Arbeitsanweisungen:
(1) Bis zu welchem Datum sollte der Beschwerdeführer laut dem Textausschnitt ergänzende Unterlagen vorlegen?
(2) Finde alle Zeilen, in denen die Zeichenfolge „pint“ vorkommt, und schreibe sie unverändert ab.

Das Landesverwaltungsgericht Niederösterreich fasst durch Mag. Marzi als Einzelrichter über die Beschwerde des A, vertreten durch B, Rechtsanwalt in ***, ***, gegen den Bescheid der Bezirkshauptmannschaft Wiener Neustadt vom 14. Jänner 2019, Zl. ***, betreffend Zurückweisungsbescheid i.A. gewerbliche Betriebsanlage, den

BESCHLUSS

1.   Die Beschwerde wird als unzulässig zurückgewiesen.

2.   Eine Revision gemäß Art. 133 Abs. 4 B-VG ist nicht zulässig.

Begründung:

1.   Aus dem vorgelegten Verwaltungsakt ergibt sich in Zusammenschau mit der Beschwerde nachstehender, entscheidungswesentlicher Sachverhalt:

1.1.  Mit Schreiben der belangten Behörde vom 21. November 2018 wurde der Beschwerdeführer gemäß § 13 Abs. 3 AVG aufgefordert, bis 31. Jänner 2019 ergänzende Unterlagen betreffend seinen Antrag auf Erteilung der gewerbebehördlichen Genehmigung für die Errichtung und den Betrieb einer KFZ-Service-Halle vorzulegen, andernfalls dieser Antrag zurückgewiesen werde.

1.2.  Ein Schreiben der belangten Behörde vom 4. Dezember 2018 an den Beschwerdeführer hat auszugsweise folgenden Inhalt (im Original; Ausführungen in eckiger Klammer hier und in der Folge durch das Landesverwaltungsgericht):

„[Darstellung der Verdachtsmomente und der Rechtsvorschriften]

Verfahrensanordnung

Die Bezirkshauptmannschaft Wiener Neustadt ordnet an, den der Rechtsordnung

entsprechenden Zustand der Betriebsanlage […], durch nachstehende Maßnahme herzustellen:

?    Alle gewerblichen Tätigkeiten einer KFZ-Servicestation am Standort […] sind binnen eines Tages nach Zustellung der Verfahrensanordnung einzustellen und ist die Betriebsanlage ebenso binnen eines Tages nach Zustellung der Verfahrensanordnung zu schließen.

(Datensatzzeilen zu Objektpositionen)
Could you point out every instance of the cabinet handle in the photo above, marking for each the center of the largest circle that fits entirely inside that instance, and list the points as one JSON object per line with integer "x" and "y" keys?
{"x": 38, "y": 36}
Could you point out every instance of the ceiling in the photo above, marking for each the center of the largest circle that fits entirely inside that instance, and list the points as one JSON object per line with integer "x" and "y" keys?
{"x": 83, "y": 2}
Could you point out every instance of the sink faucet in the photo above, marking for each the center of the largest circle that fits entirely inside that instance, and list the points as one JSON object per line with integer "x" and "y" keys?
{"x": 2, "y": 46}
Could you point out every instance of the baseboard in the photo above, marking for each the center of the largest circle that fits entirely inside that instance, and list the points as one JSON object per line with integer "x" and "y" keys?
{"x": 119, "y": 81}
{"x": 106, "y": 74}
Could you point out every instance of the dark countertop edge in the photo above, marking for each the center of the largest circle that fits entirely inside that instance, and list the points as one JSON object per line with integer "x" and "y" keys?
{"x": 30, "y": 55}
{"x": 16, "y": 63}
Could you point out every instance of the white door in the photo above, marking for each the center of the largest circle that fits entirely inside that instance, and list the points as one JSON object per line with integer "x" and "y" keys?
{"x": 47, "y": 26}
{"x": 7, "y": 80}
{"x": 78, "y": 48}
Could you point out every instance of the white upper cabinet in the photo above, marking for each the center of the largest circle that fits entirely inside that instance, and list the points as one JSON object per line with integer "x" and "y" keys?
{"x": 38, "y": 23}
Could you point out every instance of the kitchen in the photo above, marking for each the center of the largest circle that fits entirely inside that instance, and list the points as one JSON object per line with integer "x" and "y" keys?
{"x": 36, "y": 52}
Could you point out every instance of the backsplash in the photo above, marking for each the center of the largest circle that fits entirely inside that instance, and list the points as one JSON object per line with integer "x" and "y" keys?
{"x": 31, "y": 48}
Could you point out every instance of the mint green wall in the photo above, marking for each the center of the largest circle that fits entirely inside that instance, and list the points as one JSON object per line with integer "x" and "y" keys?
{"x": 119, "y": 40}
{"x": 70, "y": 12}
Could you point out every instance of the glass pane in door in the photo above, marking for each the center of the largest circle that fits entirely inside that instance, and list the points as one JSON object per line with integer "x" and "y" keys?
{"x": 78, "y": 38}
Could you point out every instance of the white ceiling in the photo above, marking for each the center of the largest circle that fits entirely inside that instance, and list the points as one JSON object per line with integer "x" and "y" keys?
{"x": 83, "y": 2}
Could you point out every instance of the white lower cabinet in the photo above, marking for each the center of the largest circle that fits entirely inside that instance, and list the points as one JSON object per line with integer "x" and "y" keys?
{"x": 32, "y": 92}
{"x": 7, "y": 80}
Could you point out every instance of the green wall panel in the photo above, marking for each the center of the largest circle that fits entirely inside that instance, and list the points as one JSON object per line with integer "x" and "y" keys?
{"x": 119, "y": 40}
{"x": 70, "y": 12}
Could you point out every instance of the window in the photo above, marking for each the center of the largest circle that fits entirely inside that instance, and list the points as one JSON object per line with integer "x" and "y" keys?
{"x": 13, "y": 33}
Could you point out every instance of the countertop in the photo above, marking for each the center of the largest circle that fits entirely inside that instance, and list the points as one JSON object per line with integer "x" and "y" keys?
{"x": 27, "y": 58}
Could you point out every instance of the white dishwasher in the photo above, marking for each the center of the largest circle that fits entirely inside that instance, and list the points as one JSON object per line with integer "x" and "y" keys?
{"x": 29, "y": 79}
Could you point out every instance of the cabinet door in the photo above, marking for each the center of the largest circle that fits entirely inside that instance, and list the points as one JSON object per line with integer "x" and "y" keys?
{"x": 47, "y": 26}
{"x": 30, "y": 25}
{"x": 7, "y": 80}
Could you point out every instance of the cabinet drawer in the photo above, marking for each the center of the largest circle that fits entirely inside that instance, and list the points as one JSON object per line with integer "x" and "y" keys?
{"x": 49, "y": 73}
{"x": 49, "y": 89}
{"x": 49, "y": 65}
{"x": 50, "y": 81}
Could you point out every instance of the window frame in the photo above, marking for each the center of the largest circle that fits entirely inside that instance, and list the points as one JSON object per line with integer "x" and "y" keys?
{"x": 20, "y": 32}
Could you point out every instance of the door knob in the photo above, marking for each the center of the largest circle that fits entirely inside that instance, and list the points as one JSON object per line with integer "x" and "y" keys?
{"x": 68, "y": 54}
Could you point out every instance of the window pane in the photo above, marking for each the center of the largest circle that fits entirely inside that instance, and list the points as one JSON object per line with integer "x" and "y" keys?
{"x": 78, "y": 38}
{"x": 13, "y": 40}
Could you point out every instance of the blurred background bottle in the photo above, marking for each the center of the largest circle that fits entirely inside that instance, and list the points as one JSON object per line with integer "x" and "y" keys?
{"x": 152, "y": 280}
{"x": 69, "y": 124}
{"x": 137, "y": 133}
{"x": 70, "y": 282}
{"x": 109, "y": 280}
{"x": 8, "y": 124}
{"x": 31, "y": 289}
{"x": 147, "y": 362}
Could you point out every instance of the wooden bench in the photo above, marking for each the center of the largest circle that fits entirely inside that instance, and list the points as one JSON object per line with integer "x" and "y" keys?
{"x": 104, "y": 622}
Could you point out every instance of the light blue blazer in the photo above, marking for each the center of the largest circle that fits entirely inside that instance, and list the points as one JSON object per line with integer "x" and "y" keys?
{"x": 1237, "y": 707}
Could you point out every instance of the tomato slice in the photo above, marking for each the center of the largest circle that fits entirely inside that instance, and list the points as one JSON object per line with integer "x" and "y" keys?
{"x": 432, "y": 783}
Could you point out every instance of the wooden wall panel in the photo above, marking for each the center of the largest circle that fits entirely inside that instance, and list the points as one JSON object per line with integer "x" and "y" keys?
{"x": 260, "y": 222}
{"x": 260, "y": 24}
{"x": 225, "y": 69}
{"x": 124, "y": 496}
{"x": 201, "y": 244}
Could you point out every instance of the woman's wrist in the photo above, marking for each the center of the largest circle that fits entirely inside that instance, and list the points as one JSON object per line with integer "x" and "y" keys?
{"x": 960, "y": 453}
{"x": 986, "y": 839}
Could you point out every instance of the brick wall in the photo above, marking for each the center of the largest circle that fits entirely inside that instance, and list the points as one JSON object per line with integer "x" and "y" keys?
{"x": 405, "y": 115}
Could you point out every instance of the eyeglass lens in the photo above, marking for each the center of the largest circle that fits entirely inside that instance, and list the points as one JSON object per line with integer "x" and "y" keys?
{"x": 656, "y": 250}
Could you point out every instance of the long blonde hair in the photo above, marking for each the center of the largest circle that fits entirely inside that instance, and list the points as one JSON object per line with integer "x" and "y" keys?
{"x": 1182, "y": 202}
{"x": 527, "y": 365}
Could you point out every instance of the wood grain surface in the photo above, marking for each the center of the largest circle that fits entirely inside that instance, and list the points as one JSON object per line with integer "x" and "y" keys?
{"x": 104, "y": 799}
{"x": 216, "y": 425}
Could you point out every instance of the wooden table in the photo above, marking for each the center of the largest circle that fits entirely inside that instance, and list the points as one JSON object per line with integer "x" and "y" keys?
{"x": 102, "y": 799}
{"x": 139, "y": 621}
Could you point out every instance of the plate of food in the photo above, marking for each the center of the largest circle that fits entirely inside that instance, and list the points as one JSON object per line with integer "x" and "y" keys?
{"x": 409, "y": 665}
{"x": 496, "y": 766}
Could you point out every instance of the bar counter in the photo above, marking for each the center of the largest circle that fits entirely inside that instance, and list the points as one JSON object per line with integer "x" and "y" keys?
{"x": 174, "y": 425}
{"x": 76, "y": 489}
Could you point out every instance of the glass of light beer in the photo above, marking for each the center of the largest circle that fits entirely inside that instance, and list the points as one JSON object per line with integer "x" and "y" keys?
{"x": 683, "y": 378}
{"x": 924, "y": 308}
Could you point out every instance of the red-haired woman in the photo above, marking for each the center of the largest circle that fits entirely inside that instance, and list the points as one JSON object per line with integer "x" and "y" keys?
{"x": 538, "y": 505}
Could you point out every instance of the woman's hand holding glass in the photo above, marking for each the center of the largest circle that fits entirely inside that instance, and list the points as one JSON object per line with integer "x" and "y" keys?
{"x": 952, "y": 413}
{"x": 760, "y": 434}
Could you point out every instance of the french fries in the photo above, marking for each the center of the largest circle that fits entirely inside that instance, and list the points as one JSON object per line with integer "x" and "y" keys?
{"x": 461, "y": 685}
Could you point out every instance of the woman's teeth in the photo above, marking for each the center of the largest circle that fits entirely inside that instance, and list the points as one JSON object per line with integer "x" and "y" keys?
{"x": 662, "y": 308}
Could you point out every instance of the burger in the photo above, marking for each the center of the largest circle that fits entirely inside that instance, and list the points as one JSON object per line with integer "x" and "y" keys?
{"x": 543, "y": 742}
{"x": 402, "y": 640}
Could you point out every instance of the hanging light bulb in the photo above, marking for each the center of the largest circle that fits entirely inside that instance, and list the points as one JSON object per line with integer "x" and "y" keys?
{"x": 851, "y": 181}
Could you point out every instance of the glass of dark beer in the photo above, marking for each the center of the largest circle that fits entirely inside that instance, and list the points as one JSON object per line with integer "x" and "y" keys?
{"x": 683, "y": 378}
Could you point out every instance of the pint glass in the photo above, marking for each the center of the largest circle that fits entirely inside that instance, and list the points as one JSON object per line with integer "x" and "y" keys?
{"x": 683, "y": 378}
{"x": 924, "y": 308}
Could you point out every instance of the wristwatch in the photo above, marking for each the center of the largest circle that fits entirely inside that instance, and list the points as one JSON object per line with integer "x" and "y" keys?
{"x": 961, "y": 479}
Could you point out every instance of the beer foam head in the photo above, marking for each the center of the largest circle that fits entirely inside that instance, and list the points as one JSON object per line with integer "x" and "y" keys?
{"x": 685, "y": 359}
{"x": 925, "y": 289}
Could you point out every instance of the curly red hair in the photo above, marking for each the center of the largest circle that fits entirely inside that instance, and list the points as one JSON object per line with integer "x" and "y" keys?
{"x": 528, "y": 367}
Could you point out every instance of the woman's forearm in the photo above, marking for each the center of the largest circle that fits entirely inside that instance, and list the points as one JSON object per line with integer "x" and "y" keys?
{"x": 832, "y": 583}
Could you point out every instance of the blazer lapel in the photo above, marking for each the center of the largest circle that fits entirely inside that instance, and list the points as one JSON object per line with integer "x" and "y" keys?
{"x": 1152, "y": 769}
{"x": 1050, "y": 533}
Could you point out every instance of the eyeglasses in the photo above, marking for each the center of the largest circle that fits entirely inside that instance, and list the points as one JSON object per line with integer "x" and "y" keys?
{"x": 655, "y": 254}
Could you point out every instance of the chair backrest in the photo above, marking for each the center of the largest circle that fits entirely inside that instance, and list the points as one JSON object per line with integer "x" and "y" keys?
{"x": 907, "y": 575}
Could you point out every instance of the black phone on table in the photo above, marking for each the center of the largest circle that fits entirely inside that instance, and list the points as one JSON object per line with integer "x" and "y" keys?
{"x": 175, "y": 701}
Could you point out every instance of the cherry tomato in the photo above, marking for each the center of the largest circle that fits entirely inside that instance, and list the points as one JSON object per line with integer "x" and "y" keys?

Lösungen:
(1) Bis 31. Jänner 2019.

(2)
Could you point out every instance of the pint glass in the photo above, marking for each the center of the largest circle that fits entirely inside that instance, and list the points as one JSON object per line with integer "x" and "y" keys?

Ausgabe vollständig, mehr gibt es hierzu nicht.